[THE INPUT Boundary: Start]

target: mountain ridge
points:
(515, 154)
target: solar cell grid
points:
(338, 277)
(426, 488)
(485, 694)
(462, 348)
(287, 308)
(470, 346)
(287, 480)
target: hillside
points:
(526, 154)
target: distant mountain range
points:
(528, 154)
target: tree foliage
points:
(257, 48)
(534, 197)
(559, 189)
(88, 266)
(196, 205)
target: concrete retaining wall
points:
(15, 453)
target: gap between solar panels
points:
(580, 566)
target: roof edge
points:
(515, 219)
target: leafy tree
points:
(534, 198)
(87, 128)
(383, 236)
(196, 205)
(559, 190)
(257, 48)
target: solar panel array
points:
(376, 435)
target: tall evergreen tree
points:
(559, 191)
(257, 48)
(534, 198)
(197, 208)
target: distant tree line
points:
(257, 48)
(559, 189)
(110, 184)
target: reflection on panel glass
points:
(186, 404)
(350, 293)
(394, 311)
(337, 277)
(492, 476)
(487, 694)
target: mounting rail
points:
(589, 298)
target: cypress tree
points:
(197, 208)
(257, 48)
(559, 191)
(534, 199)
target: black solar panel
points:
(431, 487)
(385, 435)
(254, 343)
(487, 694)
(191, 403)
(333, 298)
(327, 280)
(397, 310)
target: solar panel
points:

[THE INPUT Boundary: End]

Lines that include the word "solar" are to be extracted from the data above.

## SOLUTION BELOW
target: solar cell grid
target: gap between solar panels
target: solar panel array
target: black solar panel
target: solar panel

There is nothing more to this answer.